Print exactly, and only, the lines running from the line containing "Where can the green lawn" through the end of the records below.

The records:
## BEGIN
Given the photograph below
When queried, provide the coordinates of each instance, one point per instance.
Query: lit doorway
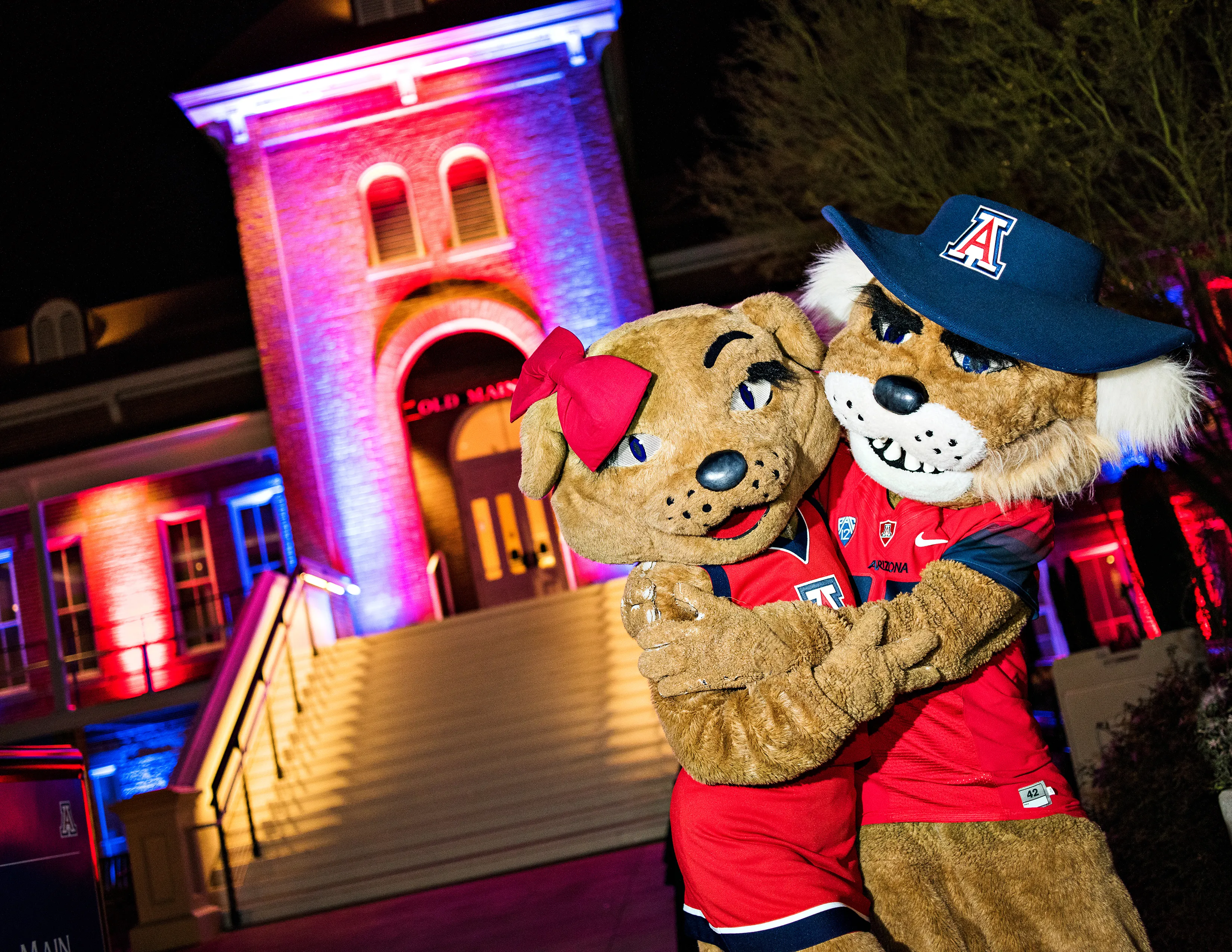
(448, 386)
(512, 540)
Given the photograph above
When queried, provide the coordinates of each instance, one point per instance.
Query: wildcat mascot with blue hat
(977, 381)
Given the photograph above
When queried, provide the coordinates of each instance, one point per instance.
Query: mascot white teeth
(979, 381)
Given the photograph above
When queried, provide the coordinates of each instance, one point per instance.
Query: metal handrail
(247, 724)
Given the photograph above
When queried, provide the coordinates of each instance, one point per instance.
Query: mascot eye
(752, 396)
(890, 330)
(635, 450)
(980, 363)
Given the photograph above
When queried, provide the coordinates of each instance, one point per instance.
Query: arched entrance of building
(512, 540)
(444, 350)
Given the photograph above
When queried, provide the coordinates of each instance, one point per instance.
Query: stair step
(486, 743)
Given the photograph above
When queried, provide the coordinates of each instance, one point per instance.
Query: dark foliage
(1155, 800)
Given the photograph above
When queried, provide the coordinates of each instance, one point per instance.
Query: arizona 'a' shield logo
(979, 248)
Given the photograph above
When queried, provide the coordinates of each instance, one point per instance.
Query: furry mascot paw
(691, 442)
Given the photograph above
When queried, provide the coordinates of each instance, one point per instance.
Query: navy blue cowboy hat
(1009, 283)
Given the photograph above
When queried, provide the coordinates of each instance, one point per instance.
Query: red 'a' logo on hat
(979, 248)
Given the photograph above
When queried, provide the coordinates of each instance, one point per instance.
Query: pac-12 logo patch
(980, 247)
(822, 592)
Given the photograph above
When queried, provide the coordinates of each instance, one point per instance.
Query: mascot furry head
(975, 364)
(705, 457)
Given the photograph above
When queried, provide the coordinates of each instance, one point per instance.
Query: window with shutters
(472, 194)
(72, 605)
(260, 529)
(190, 567)
(13, 646)
(390, 214)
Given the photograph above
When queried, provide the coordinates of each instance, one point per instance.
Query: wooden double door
(512, 540)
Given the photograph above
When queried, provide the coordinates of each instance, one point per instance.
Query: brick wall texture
(571, 255)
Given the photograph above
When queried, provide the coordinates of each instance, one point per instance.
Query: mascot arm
(777, 728)
(830, 673)
(974, 616)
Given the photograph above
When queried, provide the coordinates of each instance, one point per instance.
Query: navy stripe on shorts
(790, 934)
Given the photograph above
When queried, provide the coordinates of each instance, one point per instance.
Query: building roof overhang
(399, 63)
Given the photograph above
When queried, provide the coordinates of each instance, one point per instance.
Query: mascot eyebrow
(721, 342)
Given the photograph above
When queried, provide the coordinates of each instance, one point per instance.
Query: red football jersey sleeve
(969, 750)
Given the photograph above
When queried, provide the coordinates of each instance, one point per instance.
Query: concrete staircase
(489, 742)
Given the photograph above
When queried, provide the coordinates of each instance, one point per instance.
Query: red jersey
(808, 567)
(775, 868)
(969, 750)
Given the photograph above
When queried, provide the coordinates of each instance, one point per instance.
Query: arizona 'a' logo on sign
(979, 248)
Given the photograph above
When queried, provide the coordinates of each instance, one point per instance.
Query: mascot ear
(1150, 407)
(832, 286)
(790, 326)
(544, 449)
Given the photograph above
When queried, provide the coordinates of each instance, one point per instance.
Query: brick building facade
(322, 156)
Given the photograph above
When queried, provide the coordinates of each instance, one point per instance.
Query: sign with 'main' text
(419, 409)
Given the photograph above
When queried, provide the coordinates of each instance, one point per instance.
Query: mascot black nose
(722, 471)
(900, 395)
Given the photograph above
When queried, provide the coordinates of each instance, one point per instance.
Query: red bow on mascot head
(597, 397)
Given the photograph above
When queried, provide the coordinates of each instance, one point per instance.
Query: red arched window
(476, 216)
(393, 227)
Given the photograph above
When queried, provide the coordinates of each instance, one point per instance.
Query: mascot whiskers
(701, 440)
(977, 380)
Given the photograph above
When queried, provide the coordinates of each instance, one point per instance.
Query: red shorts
(771, 868)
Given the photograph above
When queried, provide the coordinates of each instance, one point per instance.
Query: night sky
(112, 195)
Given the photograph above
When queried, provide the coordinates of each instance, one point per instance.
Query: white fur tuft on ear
(832, 285)
(1150, 407)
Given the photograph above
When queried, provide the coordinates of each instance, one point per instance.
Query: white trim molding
(401, 63)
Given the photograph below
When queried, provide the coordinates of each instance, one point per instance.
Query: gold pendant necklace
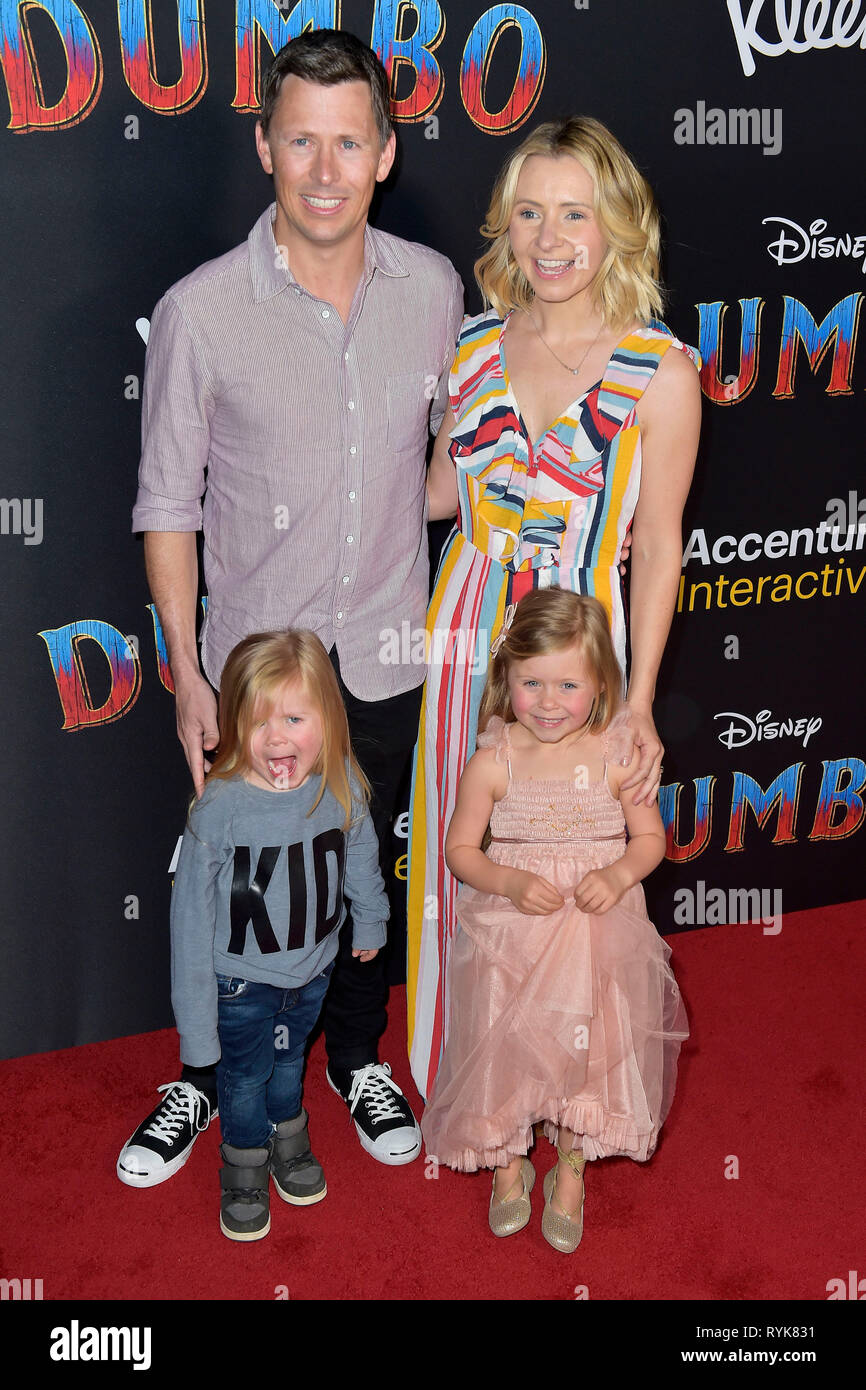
(573, 370)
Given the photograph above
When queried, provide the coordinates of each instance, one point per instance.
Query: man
(298, 370)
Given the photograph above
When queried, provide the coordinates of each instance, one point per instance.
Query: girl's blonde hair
(627, 282)
(255, 672)
(548, 620)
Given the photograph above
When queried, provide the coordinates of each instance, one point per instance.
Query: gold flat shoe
(510, 1215)
(560, 1230)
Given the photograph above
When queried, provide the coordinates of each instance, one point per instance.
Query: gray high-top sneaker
(245, 1211)
(298, 1176)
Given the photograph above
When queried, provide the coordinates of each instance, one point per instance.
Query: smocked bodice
(549, 811)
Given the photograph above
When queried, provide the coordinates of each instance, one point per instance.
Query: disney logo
(795, 243)
(744, 730)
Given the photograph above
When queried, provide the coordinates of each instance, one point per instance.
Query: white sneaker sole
(369, 1146)
(153, 1179)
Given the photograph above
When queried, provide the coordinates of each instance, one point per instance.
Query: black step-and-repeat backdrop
(128, 160)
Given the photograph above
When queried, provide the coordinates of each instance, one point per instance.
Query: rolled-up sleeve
(177, 403)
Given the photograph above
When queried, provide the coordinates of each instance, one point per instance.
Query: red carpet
(772, 1077)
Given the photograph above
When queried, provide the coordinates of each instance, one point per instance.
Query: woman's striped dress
(552, 512)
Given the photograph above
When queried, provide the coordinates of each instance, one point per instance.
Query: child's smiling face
(287, 740)
(552, 695)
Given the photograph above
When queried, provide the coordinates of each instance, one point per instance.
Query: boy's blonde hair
(255, 672)
(548, 620)
(627, 282)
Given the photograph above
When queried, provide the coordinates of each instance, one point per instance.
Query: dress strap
(506, 748)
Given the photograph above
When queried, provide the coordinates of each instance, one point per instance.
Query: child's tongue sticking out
(282, 769)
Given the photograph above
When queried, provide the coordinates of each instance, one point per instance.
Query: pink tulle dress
(569, 1018)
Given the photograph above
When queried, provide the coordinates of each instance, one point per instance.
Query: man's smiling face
(323, 148)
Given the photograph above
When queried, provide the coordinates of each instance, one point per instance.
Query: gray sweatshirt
(259, 894)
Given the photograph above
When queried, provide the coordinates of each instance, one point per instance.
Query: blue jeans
(263, 1033)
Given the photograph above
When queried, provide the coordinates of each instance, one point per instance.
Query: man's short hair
(328, 56)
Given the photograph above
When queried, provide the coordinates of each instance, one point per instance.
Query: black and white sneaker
(163, 1141)
(382, 1116)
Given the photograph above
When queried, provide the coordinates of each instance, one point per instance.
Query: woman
(570, 417)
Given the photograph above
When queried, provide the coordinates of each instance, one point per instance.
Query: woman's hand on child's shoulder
(601, 890)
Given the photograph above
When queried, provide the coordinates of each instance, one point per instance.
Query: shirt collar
(270, 275)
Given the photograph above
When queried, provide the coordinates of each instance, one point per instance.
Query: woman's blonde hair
(627, 282)
(549, 620)
(255, 672)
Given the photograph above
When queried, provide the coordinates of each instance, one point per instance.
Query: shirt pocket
(409, 395)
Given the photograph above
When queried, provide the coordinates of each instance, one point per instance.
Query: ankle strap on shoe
(574, 1159)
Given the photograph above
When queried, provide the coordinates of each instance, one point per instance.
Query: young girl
(563, 1007)
(280, 833)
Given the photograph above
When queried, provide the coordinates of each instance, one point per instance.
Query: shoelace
(373, 1084)
(178, 1107)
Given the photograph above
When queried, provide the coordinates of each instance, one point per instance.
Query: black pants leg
(384, 734)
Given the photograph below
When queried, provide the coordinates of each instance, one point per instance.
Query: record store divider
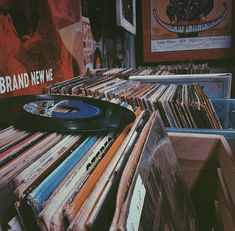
(141, 156)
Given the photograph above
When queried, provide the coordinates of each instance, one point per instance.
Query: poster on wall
(43, 42)
(179, 29)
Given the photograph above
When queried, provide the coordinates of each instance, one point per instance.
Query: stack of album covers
(126, 177)
(180, 105)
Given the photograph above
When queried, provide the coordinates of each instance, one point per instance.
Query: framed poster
(126, 15)
(182, 30)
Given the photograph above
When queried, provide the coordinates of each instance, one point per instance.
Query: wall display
(178, 30)
(126, 14)
(63, 113)
(32, 52)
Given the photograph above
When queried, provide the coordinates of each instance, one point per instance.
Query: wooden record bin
(207, 164)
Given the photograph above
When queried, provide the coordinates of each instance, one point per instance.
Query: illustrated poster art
(182, 25)
(42, 42)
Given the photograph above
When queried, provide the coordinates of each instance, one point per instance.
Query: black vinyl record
(63, 113)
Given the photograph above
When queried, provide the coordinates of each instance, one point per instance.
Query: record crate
(208, 166)
(225, 109)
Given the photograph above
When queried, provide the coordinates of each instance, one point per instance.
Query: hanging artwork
(180, 29)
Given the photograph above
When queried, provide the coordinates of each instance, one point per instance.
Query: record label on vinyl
(63, 113)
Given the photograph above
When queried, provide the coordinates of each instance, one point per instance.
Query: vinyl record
(62, 113)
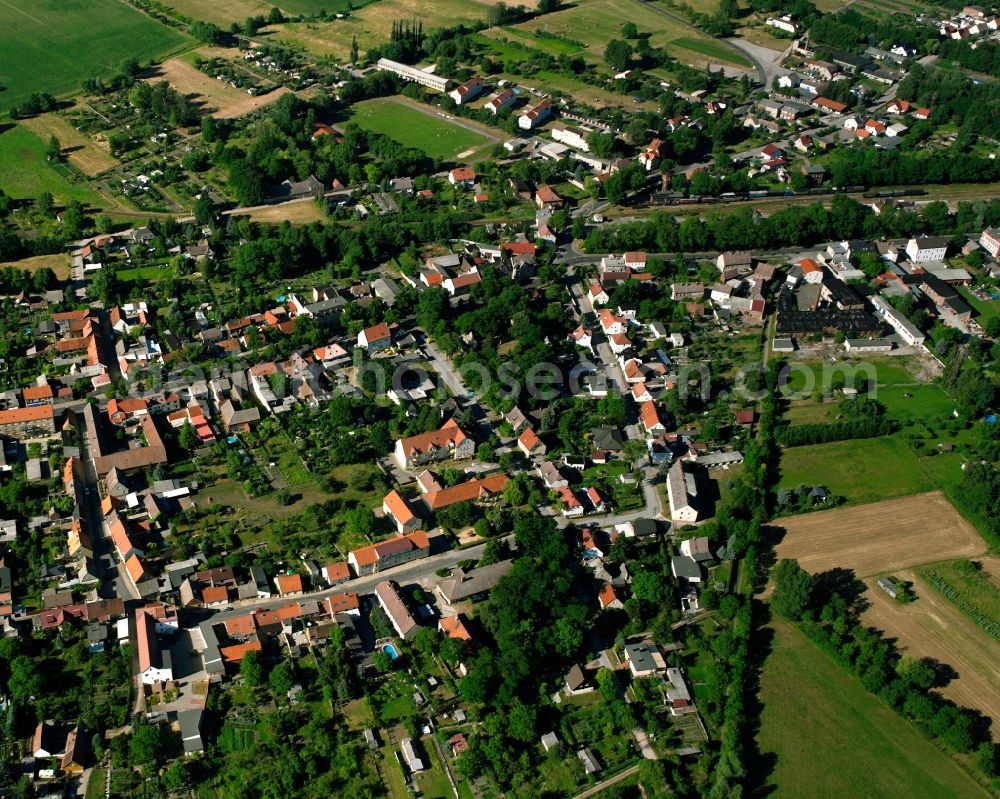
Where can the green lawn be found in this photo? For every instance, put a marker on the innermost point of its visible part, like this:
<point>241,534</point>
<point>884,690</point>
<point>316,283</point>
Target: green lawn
<point>52,45</point>
<point>25,173</point>
<point>830,738</point>
<point>142,274</point>
<point>425,131</point>
<point>865,470</point>
<point>309,7</point>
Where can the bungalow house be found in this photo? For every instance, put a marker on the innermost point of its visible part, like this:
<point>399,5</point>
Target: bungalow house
<point>570,502</point>
<point>681,493</point>
<point>535,116</point>
<point>545,197</point>
<point>47,741</point>
<point>551,475</point>
<point>611,324</point>
<point>73,760</point>
<point>154,664</point>
<point>812,272</point>
<point>467,92</point>
<point>732,264</point>
<point>927,248</point>
<point>392,552</point>
<point>289,584</point>
<point>596,500</point>
<point>388,596</point>
<point>577,681</point>
<point>644,659</point>
<point>395,507</point>
<point>598,296</point>
<point>697,548</point>
<point>480,489</point>
<point>651,419</point>
<point>336,573</point>
<point>582,337</point>
<point>448,441</point>
<point>685,567</point>
<point>375,338</point>
<point>462,176</point>
<point>516,419</point>
<point>608,598</point>
<point>500,101</point>
<point>530,444</point>
<point>472,585</point>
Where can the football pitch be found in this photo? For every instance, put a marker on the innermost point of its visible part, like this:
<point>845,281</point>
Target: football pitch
<point>421,130</point>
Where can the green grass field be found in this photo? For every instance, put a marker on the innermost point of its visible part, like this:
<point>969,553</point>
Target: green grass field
<point>61,42</point>
<point>831,738</point>
<point>25,172</point>
<point>865,470</point>
<point>596,22</point>
<point>435,136</point>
## END
Result:
Where can the green lawn be found in this photo? For every instance, put a marker on the innermost point of its visible part, like this:
<point>241,534</point>
<point>884,690</point>
<point>316,283</point>
Target: green lawn
<point>52,45</point>
<point>25,173</point>
<point>830,738</point>
<point>142,274</point>
<point>425,131</point>
<point>865,470</point>
<point>309,7</point>
Where can the bungalow house be found in this photo? For every instance, put a marker on the innermost point of its visible part, like this:
<point>399,5</point>
Target: bungalow house
<point>570,502</point>
<point>681,493</point>
<point>535,116</point>
<point>545,197</point>
<point>47,741</point>
<point>551,475</point>
<point>611,324</point>
<point>73,760</point>
<point>154,664</point>
<point>812,272</point>
<point>467,92</point>
<point>732,264</point>
<point>927,248</point>
<point>392,552</point>
<point>289,584</point>
<point>596,500</point>
<point>388,596</point>
<point>577,681</point>
<point>644,659</point>
<point>395,507</point>
<point>598,296</point>
<point>697,548</point>
<point>480,489</point>
<point>651,419</point>
<point>336,573</point>
<point>582,337</point>
<point>448,441</point>
<point>685,567</point>
<point>375,338</point>
<point>462,176</point>
<point>516,419</point>
<point>608,598</point>
<point>500,101</point>
<point>530,444</point>
<point>472,585</point>
Where can the football pitch be found in this photo? For every instance, put a marker on the innermost point of its visible part, like this:
<point>845,281</point>
Target: football pitch
<point>421,130</point>
Where can the green grass field be found in this photo? For every instance, put a marker on the innermost point of its visible part, like this:
<point>969,553</point>
Target: green grass field
<point>61,42</point>
<point>831,738</point>
<point>25,172</point>
<point>865,470</point>
<point>596,22</point>
<point>435,136</point>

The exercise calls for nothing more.